**Problem description:** Copy the listing below line for line without changing anything, and leave out the pictures.

— Start of Provided records —

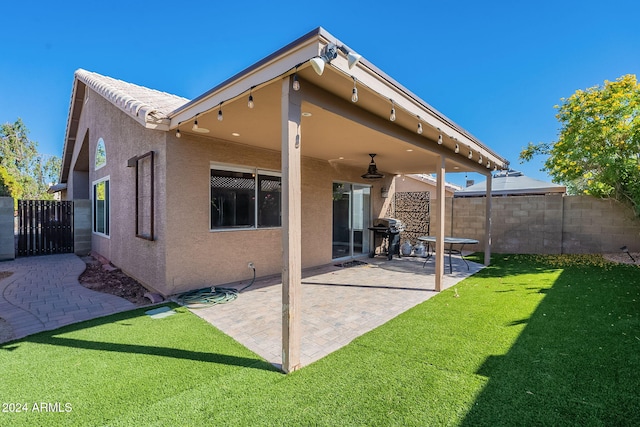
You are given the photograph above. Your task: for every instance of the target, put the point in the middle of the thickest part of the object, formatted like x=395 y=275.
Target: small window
x=101 y=154
x=101 y=207
x=269 y=208
x=234 y=192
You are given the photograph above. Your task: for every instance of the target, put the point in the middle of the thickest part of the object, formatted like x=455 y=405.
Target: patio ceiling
x=333 y=128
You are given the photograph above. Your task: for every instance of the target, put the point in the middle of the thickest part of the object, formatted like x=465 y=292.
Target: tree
x=30 y=171
x=598 y=148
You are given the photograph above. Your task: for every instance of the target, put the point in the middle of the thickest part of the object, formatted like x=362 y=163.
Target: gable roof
x=512 y=183
x=149 y=107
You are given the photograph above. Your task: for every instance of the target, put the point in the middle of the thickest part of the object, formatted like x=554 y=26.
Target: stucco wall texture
x=199 y=257
x=546 y=224
x=124 y=139
x=185 y=254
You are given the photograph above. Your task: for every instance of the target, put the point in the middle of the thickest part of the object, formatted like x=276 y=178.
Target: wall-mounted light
x=354 y=92
x=352 y=57
x=372 y=172
x=329 y=53
x=296 y=82
x=251 y=104
x=197 y=128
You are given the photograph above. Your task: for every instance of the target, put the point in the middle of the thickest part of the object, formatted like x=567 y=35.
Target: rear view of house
x=268 y=167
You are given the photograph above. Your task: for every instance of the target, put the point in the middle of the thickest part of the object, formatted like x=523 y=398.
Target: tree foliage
x=26 y=173
x=598 y=148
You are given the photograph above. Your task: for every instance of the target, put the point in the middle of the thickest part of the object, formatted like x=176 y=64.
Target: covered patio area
x=338 y=304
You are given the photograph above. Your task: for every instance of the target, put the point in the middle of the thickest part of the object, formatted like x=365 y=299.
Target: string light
x=296 y=82
x=354 y=92
x=250 y=104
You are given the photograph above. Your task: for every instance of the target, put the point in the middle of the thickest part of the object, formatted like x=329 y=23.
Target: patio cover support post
x=487 y=223
x=440 y=212
x=291 y=105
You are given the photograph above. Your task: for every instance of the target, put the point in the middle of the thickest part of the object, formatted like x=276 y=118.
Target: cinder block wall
x=546 y=224
x=7 y=239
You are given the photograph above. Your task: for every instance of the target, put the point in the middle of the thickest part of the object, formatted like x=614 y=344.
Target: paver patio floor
x=338 y=304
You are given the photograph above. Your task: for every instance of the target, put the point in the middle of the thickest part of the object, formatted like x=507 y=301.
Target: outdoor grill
x=387 y=232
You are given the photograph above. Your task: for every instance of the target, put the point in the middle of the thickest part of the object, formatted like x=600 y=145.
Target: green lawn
x=530 y=340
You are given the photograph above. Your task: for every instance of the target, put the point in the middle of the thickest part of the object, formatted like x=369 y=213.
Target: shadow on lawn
x=54 y=338
x=577 y=361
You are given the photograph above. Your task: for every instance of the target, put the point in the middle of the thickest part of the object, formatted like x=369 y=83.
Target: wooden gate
x=45 y=227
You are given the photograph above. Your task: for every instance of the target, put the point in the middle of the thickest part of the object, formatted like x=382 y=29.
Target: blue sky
x=495 y=68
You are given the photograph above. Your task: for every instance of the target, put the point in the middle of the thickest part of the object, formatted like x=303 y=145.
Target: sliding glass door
x=351 y=217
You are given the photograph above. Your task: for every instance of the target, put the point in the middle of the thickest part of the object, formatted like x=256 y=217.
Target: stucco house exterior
x=262 y=168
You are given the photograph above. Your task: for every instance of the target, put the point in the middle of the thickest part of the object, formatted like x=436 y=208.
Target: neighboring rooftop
x=512 y=183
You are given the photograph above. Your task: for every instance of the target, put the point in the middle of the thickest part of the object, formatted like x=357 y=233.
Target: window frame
x=257 y=173
x=107 y=210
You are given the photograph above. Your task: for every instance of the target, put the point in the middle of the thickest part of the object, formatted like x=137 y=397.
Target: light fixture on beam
x=197 y=128
x=372 y=172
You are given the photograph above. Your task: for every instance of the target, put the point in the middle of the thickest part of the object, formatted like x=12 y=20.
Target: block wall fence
x=546 y=224
x=520 y=224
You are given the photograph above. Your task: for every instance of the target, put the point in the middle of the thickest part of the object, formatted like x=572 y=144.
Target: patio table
x=451 y=241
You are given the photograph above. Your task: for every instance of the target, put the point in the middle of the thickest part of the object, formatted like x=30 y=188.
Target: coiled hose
x=208 y=297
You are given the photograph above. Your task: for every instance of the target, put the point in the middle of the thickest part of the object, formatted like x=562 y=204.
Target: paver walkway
x=43 y=293
x=338 y=305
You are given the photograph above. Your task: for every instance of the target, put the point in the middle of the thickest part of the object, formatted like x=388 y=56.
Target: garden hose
x=208 y=297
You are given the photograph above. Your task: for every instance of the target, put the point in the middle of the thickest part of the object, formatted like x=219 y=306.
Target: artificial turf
x=530 y=340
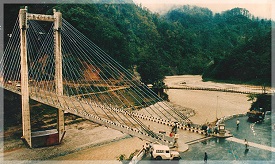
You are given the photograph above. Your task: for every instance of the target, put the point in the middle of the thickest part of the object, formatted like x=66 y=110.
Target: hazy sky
x=259 y=8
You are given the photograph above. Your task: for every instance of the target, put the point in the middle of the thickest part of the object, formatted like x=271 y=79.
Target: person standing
x=238 y=123
x=205 y=157
x=246 y=144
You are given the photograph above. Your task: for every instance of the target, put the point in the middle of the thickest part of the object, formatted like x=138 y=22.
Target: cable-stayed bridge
x=64 y=69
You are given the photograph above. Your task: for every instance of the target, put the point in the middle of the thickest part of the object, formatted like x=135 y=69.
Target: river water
x=222 y=149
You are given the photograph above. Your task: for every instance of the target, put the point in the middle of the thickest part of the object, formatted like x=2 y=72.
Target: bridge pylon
x=28 y=135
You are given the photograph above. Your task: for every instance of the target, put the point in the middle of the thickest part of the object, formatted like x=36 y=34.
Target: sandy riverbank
x=208 y=105
x=87 y=141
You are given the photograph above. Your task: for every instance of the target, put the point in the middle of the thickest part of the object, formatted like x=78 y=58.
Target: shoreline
x=90 y=143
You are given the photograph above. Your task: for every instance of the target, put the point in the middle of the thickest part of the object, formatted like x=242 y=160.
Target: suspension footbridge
x=64 y=69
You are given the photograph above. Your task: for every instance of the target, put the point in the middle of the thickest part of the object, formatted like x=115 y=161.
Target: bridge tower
x=24 y=16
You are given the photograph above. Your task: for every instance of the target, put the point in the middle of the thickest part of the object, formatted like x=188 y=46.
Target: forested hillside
x=233 y=45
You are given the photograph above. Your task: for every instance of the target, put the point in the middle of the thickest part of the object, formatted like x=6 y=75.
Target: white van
x=160 y=152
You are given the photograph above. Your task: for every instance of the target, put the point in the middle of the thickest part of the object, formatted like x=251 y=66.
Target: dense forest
x=232 y=46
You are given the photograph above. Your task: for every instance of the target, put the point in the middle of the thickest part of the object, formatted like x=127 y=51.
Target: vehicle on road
x=160 y=152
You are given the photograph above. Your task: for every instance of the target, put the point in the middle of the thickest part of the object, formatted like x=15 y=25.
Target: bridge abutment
x=41 y=138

— End of Provided records —

**The answer:**
You are given the photograph above. Your task: for every instance of the target, put the point in the middle of the thickest part of the object, formatted like x=395 y=275.
Target: small window
x=101 y=154
x=101 y=207
x=269 y=208
x=234 y=192
You are given the photograph above. Your task: for every instance of the target, put the point in the middle of the thickest part of the object, formatted like x=455 y=405.
Target: patio ceiling
x=333 y=128
You are given the photograph above. Your task: for every instance of the target, put the point in the middle of the thickest part of the object, formatted like x=465 y=292.
Target: tree
x=30 y=171
x=598 y=148
You are given the photograph above. Your task: for every instance of the target, put the point in the middle of the thickest part of the object, formatted like x=362 y=163.
Target: gable roof
x=512 y=183
x=149 y=107
You are given the photograph above. Your task: for every instance of the target, put the point in the middle of the thickest part of the object, formatted like x=554 y=26.
Target: stucco wall texture
x=199 y=257
x=546 y=224
x=124 y=139
x=185 y=254
You are given the photograph above. Your task: for every instance of the target, put the point in the middle of the thickest part of the object, formatted like x=276 y=178.
Target: wall-mounted light
x=354 y=92
x=352 y=57
x=372 y=172
x=329 y=53
x=296 y=82
x=251 y=104
x=197 y=128
You are given the photograph above. Your task: for every instance of the target, put the point in the middle of the thickest part of the object, formatted like x=567 y=35.
Target: rear view of house
x=268 y=167
You are given the photograph above. Your task: for every instance of the target, put the point in the middle of the thickest part of the object, formatted like x=523 y=398.
Target: tree foliage
x=26 y=173
x=598 y=148
You are given the photograph above. Your task: for every instance of the target, put the point in the middle of the thickest part of the object, formatted like x=176 y=64.
Target: covered patio area
x=338 y=304
You are given the photograph above. Your task: for every instance of the target, put the point in the middle of the thickest part of the object, formatted like x=365 y=299.
Target: string light
x=296 y=82
x=354 y=92
x=250 y=104
You are given the photograph above. Your task: for every instance of the target, put the point in the middle of the thickest part of the object, formatted like x=329 y=23.
Target: patio cover support post
x=487 y=223
x=440 y=212
x=291 y=105
You are given the photograph above. Your task: for every instance of the target, put the point in the middle of the thickest part of the object, formatted like x=276 y=118.
Target: cinder block wall
x=546 y=224
x=7 y=239
You are given the photograph above. Your task: for every instance of the target, put the point in the middle of the thickest part of the object, formatted like x=614 y=344.
Target: paver patio floor
x=338 y=304
You are given the photograph above. Your task: for every instance of the target, put the point in the middle of the thickest part of the object, formatted like x=507 y=301.
Target: outdoor grill
x=387 y=232
You are given the photograph above. Your task: for every instance of the target, put the point in the middle of the thickest part of the object, formatted like x=600 y=145.
Target: green lawn
x=530 y=340
You are given the photograph above. Your task: for every instance of the target, put the point in the middle of the thickest part of the object, formatted like x=369 y=213.
Target: shadow on lawn
x=54 y=338
x=577 y=361
You are given the photograph above. Your task: for every instance of the target, put the point in the middle of the thickest part of the object, formatted like x=369 y=83.
Target: wooden gate
x=45 y=227
You are given the photograph above. Your task: for every instance of the target, put the point in the middle of the thickest part of the object, formatted like x=382 y=29.
Target: blue sky
x=495 y=68
You are given the photograph above. Your task: for every instance of the target, put the point in the middle of the thickest part of the object, formatted like x=303 y=145.
Target: sliding glass door
x=351 y=217
You are given the photograph above. Your task: for every instance of the target, put the point in the middle of the thickest part of the object, formatted like x=256 y=217.
Target: stucco house exterior
x=262 y=168
You are given the photograph above. Your task: for every instance of the target, put the point in the middle of the thickest part of the object, formatted like x=436 y=208.
Target: neighboring rooftop
x=512 y=183
You are given the photograph above. Your task: for every instance of the target, put the point in the middle of the thickest part of the object, formatted like x=357 y=233.
Target: window frame
x=257 y=173
x=107 y=210
You are given the photograph above. Your task: for every instance of the target, put the point in the middle of the thickest part of the object, formatted like x=137 y=397.
Target: light fixture on beam
x=197 y=128
x=372 y=172
You are given the photograph above. Your task: for every instance of the target, put the point in the middle of the thickest part of the object, formatted like x=12 y=20.
Target: block wall fence
x=546 y=224
x=520 y=224
You are given the photograph above. Your task: for every instance of the target, put the point in the middle of the thickest part of the object, formatted like x=572 y=144.
Target: patio table
x=451 y=241
You are given the photograph above. Your task: for every instance of the target, put the point in the middle of the thickest part of the object, formatted like x=30 y=188.
Target: coiled hose
x=208 y=297
You are given the photograph above. Your task: for every instance of the target, put the point in the middle of the thickest part of the object, formatted like x=562 y=204.
Target: paver walkway
x=43 y=293
x=338 y=305
You are given the photograph above. Your task: for every instance of the target, put the point in the middle of the thickest part of the object, formatted like x=388 y=56.
Target: garden hose
x=208 y=297
You are given the photograph above. Your task: for every instance of the target, put the point in the middle of the thickest part of the object, formatted like x=219 y=306.
Target: artificial turf
x=530 y=340
You are given the photograph above. Your task: for every instance of the target, put the point in the middle of the thickest part of the object, formatted like x=66 y=110.
Target: hazy sky
x=259 y=8
You are given the photograph above. Your task: for every instance of the target, put the point in the middle of the thickest part of the object, formatted like x=271 y=79.
Target: person standing
x=238 y=123
x=205 y=157
x=246 y=144
You are given the photograph above. Your task: for every instance of the target, put the point in the middle of the thickest part of the object, formatted like x=138 y=22.
Target: cable-stayed bridge
x=64 y=69
You are given the photograph above. Your task: for every instance of the target, put the point in the middle of the thickest part of the object, formatted like x=135 y=69.
Target: river water
x=222 y=149
You are given the photograph above. Your task: for every instance of the target, put the point in the middle of the thickest part of the object, formatted like x=2 y=72.
Target: bridge pylon
x=28 y=135
You are given the photograph above. Your task: for every instance of the target, put the point in the middle of the thickest part of the object, formatted like x=36 y=34.
Target: sandy riverbank
x=208 y=105
x=87 y=141
You are given the photograph above. Your task: for every instance of the target, put the point in the middle of the thickest part of the object, formatted like x=78 y=58.
Target: shoreline
x=90 y=143
You are given the photograph above. Your task: for every instance of the target, put the point in the middle of the thickest part of the object, formatted like x=242 y=160.
Target: suspension footbridge
x=64 y=69
You are given the photograph above. Your task: for every instance of the target, put the point in the middle of the thickest part of the object, formatted like x=115 y=161.
Target: bridge tower
x=24 y=16
You are given the photograph above. Your task: for every instance of the target, put the point in the middle of the thickest part of the object, formatted like x=188 y=46.
Target: forested hillside
x=233 y=45
You are given the photograph above. Your task: for every instance of the target, put the point in the middle of the thickest part of the object, formatted like x=6 y=75.
Target: white van
x=160 y=152
You are given the photograph above. Your task: for every instance of the target, put the point in the middle of the thickest part of the object, formatted like x=251 y=66.
Target: dense forest
x=232 y=46
You are given the photograph above. Your task: for every instance of the target, put the point in the middle of the thickest part of the object, formatted like x=127 y=51.
Target: vehicle on road
x=160 y=152
You are given the photograph above. Your task: for every instance of the target, put the point in the middle of the thickest part of the object, formatted like x=15 y=25.
Target: bridge abutment
x=41 y=138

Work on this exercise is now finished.